↓↓↓

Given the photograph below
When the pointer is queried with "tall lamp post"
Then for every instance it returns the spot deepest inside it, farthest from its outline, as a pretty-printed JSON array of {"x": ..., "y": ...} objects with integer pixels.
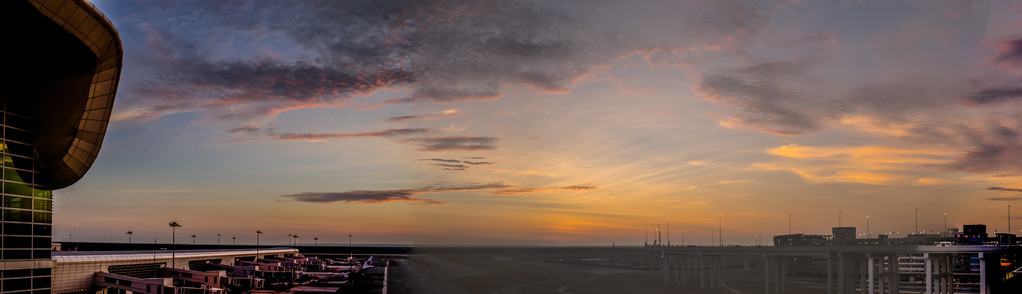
[
  {"x": 174, "y": 247},
  {"x": 257, "y": 245}
]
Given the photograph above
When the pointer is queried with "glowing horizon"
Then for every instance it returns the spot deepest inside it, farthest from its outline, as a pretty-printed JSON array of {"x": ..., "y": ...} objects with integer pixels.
[{"x": 522, "y": 123}]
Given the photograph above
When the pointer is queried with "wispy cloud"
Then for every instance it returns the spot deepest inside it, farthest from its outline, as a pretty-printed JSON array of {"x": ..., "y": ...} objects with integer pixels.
[
  {"x": 155, "y": 191},
  {"x": 1003, "y": 189},
  {"x": 515, "y": 191},
  {"x": 445, "y": 114},
  {"x": 409, "y": 195},
  {"x": 440, "y": 51},
  {"x": 456, "y": 164},
  {"x": 1010, "y": 53},
  {"x": 865, "y": 164},
  {"x": 391, "y": 133},
  {"x": 455, "y": 143},
  {"x": 363, "y": 197}
]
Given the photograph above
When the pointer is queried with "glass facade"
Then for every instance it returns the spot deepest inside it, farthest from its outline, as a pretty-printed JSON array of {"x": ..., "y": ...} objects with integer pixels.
[{"x": 28, "y": 207}]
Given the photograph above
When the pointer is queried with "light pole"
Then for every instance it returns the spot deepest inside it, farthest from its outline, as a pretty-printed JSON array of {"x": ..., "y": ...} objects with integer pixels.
[
  {"x": 917, "y": 221},
  {"x": 257, "y": 245},
  {"x": 867, "y": 226},
  {"x": 174, "y": 247},
  {"x": 789, "y": 224}
]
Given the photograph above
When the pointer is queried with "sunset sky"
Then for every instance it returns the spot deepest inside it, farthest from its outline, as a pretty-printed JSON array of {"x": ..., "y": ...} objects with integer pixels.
[{"x": 554, "y": 123}]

↑↑↑

§ **WHAT IS EXPECTED**: Your answer should copy the listing word for word, with no pictures in it.

§ **YOUR SOLUTION**:
Given the photograph below
When the pointer is queried with "tall lamp post"
Then for every instance it returns the spot deepest inside it, farthest from its outline, as a pretty-printed JSON array of {"x": ..., "y": ...} objects with integer pixels.
[
  {"x": 174, "y": 247},
  {"x": 257, "y": 245}
]
Given the photograph above
When the pointer is queried with "glowing horizon"
Then for every instance it returns the spot deepest inside it, farthest from its outline, as a pretty-printed JSON array of {"x": ..., "y": ...} objects with integer pixels.
[{"x": 522, "y": 123}]
Given the photograph above
When the pointer is queried with "wispy cloud"
Then for every instance it returns the spot deepest inside it, farthest from its outline, as a pretty-printed JSON array of {"x": ..., "y": ...} objects with integer pixels.
[
  {"x": 155, "y": 191},
  {"x": 1003, "y": 189},
  {"x": 515, "y": 191},
  {"x": 445, "y": 114},
  {"x": 409, "y": 195},
  {"x": 440, "y": 51},
  {"x": 456, "y": 164},
  {"x": 1010, "y": 53},
  {"x": 865, "y": 164},
  {"x": 391, "y": 133},
  {"x": 455, "y": 143},
  {"x": 363, "y": 197}
]
Given the photograph above
When the pointer is queried with "glass facade"
Then for every instance it returns the spot deepest inside it, farthest from its outline, as a pretty-printed JSON array of {"x": ..., "y": ...} objects with integer pixels.
[{"x": 28, "y": 207}]
Given the photograph above
When the pointer is queried with "light pole"
Then for every instance it returns the spot deepest inside it, farthest from its outline, as a pretty-printed JSON array of {"x": ..., "y": ...} objects with integer pixels.
[
  {"x": 917, "y": 221},
  {"x": 257, "y": 245},
  {"x": 867, "y": 226},
  {"x": 174, "y": 247},
  {"x": 789, "y": 224}
]
Given the photograph above
When the pointer is queried with "sunset sky"
Then for every instance it returns the spot deepest inside it, farthest from its outline, as a pretty-printed JSON array of {"x": ..., "y": ...} objects with integer pixels.
[{"x": 554, "y": 123}]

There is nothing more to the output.